_DESCRIPTION OF THE TASK_: Images do not belong in the copy. Retype all the entries below exactly.
___
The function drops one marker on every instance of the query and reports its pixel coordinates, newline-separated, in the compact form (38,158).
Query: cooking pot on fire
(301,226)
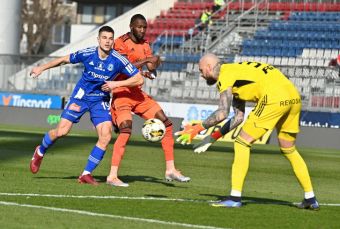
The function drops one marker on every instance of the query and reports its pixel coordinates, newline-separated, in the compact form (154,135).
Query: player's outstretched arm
(36,71)
(239,107)
(190,131)
(136,80)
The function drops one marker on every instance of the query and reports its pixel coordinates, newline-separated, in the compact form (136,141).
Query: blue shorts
(99,110)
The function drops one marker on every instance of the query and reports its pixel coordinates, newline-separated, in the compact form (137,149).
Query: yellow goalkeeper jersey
(250,81)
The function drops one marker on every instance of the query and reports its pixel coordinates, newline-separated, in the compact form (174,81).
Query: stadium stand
(299,38)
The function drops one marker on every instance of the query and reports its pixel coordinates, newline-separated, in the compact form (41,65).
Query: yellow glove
(188,133)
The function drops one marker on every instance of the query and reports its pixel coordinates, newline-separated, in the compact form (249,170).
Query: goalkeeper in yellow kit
(278,105)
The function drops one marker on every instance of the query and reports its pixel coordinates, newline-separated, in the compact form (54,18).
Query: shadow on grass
(21,144)
(127,178)
(247,200)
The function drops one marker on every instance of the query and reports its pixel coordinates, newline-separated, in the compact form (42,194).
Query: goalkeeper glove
(188,133)
(207,142)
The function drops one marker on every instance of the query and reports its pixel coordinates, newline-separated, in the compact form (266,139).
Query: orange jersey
(132,51)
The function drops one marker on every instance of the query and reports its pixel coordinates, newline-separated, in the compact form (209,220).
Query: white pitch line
(102,197)
(80,212)
(148,198)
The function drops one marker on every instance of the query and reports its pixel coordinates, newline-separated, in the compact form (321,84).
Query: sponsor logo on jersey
(18,101)
(74,107)
(110,67)
(98,76)
(100,66)
(96,94)
(53,119)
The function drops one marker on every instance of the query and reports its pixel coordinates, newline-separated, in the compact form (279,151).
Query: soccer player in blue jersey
(92,93)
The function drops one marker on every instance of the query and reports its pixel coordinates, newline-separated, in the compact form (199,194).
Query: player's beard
(211,81)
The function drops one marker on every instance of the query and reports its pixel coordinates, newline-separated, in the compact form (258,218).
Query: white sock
(85,173)
(235,193)
(309,195)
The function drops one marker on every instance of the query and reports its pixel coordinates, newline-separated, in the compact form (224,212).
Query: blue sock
(45,144)
(94,159)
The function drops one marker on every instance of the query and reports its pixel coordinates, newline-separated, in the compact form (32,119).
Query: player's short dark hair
(106,29)
(136,17)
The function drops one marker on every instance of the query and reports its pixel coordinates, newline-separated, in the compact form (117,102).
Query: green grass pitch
(53,198)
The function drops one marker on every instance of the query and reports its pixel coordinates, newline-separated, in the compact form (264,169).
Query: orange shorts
(133,100)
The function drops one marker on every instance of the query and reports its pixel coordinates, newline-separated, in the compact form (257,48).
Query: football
(153,130)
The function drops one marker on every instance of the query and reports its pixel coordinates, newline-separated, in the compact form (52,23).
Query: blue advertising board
(30,100)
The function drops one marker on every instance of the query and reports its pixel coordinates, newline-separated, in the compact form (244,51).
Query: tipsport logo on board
(30,100)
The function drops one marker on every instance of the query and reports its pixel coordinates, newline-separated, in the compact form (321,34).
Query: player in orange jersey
(127,100)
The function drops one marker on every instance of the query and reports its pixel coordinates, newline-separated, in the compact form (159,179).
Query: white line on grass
(102,197)
(108,215)
(148,198)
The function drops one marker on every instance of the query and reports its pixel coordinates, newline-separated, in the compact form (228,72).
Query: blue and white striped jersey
(97,71)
___
_OUTPUT OF THE TASK_:
The function drops one marker on every instance of the query and reports its pixel coordinates, newline-separated, in the compact form (38,158).
Query: cooking pot on fire
(301,226)
The function drops one marker on every instance of the query and reports its pixel coordinates, newline-separated, in the compact form (154,135).
Query: player's outstretched arm
(36,71)
(239,107)
(190,131)
(136,80)
The function drops one marker on every instance of the query and reports its pixel coordinates, newline-separated, in the compact form (136,141).
Query: blue shorts
(99,110)
The function drops one marker on every instance of the query and reports its pixel coordinates, newline-separated, in the compact form (137,149).
Query: yellow goalkeeper jersey
(250,81)
The function drops one marker on every instance of the query and reports its pixel coordinates, newline-separated, in the compact form (174,81).
Query: stadium stand
(299,38)
The function drops one marker on every instance of the query and reports its pixel coordinates, newline-separated, in the compact form (41,65).
Query: yellow glove
(188,133)
The function drops one marker on every instance of the query and reports its pixel coordinates, newline-separated, in the compact form (249,170).
Query: goalkeeper in yellow kit
(278,105)
The function drops one marker on every instance of the query and reports its pixel coordinates, newline-separated, in the compact form (54,18).
Query: shadow on grass
(21,144)
(127,178)
(247,200)
The function drops one marker on every instance of the query and reports its pixel coordinates, newline-separated, in the compact form (42,194).
Query: goalkeeper glove
(188,133)
(207,142)
The function drops one marker on every instance of the query and reports its pixel coordinates, newline-separated, in the compact form (266,139).
Query: orange jersey
(132,51)
The function drops one marker on every instance of the query and reports its pixel coordinates, newline-separated, in the compact form (209,220).
Query: white pitch line
(102,197)
(80,212)
(148,198)
The function drops one marker on every instance of the query and reports its pixel coordinates, newline-separated, in the compact form (321,84).
Query: sponsor logo on jersey
(18,101)
(74,107)
(110,67)
(98,76)
(100,66)
(96,94)
(53,119)
The function drops one marker on every instance of the query and reports its pixel coordinates, newline-separated, in the compact form (279,151).
Query: soccer player in blue jersey
(92,93)
The function drops one marker on every instance of the query and reports its pixel coordinates, newline-separated, in the compact form (199,194).
Query: player's beard
(211,81)
The function drops one marker on every instance of the query and reports its pixel coordinates, newline-separated, in the compact form (258,218).
Query: white sock
(85,173)
(235,193)
(309,195)
The function drops one marker on every instance of the query and reports its pixel coordinates, newline-separated, in the compact form (224,212).
Query: blue sock
(45,144)
(94,159)
The function drops one marker on every instance of the query and reports its pixel coordinates, newline-separated, in the compact form (32,119).
Query: player's short dark hair
(106,29)
(136,17)
The function drops one marker on every instance of the query and reports its pixel coordinates, newline-separated, in the compact form (117,102).
Query: green grass pitch
(53,198)
The function drops one marker on every instance of the query and reports its pixel coordinates, newline-separated, in the compact form (264,169).
Query: orange shorts
(133,100)
The function drops one marker on every instance of the query and reports its pixel coordinates, newline-separated, in the compact form (257,48).
Query: football
(153,130)
The function drops one marker on every instance of the query and reports its pixel coordinates, newline-separated, in the compact form (52,23).
Query: blue advertising board
(30,100)
The function drops one marker on every instance of the query and reports its pixel coordinates, newline-separated, in the compact form (244,51).
Query: tipsport logo on board
(30,100)
The function drops one marker on every instance of the query and reports its pixel coordinates, newline-separated, in the compact form (321,34).
Query: player in orange jersey
(127,100)
The function drops one marker on every instance of the query and reports its pixel coordinates, newline-separated, in the compact form (159,179).
Query: white line on grass
(102,197)
(108,215)
(148,198)
The function drops one marker on every instance of the query and reports its pixel coordinates, newline-separated, in the compact form (228,72).
Query: blue and white striped jersey
(97,71)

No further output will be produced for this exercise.